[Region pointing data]
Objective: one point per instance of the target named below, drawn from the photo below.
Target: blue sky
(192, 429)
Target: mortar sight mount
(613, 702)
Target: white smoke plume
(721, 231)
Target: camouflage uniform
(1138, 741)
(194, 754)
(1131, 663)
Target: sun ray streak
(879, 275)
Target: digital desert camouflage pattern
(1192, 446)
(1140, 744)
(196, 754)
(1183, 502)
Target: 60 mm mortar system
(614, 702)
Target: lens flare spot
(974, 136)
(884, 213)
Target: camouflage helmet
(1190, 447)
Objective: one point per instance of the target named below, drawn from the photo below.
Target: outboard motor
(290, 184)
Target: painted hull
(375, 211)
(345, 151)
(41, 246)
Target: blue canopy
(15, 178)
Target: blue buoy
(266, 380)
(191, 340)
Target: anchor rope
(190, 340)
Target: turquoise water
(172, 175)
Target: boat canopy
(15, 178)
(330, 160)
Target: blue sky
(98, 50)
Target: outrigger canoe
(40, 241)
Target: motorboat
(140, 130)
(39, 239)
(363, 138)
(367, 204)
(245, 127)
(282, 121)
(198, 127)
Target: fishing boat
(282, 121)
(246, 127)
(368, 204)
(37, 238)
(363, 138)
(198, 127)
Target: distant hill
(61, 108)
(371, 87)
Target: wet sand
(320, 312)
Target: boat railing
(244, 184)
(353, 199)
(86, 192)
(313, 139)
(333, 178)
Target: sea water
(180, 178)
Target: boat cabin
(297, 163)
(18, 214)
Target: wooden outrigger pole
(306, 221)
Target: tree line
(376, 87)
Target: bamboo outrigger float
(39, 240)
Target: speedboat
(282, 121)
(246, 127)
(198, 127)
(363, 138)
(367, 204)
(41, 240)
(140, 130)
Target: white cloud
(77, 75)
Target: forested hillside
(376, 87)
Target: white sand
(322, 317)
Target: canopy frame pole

● **Your instructions**
Output, exactly and with nothing else, the lines from the line containing "Target: tree line" to the end of the entries.

● **Task result**
Target: tree line
(376, 87)
Target: bamboo outrigger float
(39, 240)
Target: speedboat
(282, 121)
(246, 127)
(198, 127)
(363, 138)
(367, 204)
(41, 240)
(140, 130)
Target: white cloud
(77, 75)
Target: forested hillside
(376, 87)
Target: white sand
(322, 317)
Target: canopy frame pole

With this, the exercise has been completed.